┌─ Data shown

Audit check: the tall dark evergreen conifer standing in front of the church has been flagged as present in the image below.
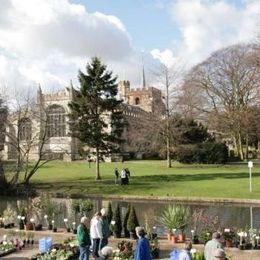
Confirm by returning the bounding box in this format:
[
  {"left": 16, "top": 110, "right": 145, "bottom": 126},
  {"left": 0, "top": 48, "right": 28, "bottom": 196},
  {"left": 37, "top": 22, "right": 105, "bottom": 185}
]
[{"left": 70, "top": 57, "right": 124, "bottom": 180}]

└─

The entries above should be written out in full, and any picture in them left out.

Audit check: the tall dark evergreen conifer standing in front of the church has been flagged as present in the image below.
Confirm by returning the bounding box in this format:
[
  {"left": 16, "top": 110, "right": 145, "bottom": 126},
  {"left": 0, "top": 48, "right": 28, "bottom": 196},
  {"left": 37, "top": 22, "right": 105, "bottom": 185}
]
[{"left": 70, "top": 57, "right": 124, "bottom": 180}]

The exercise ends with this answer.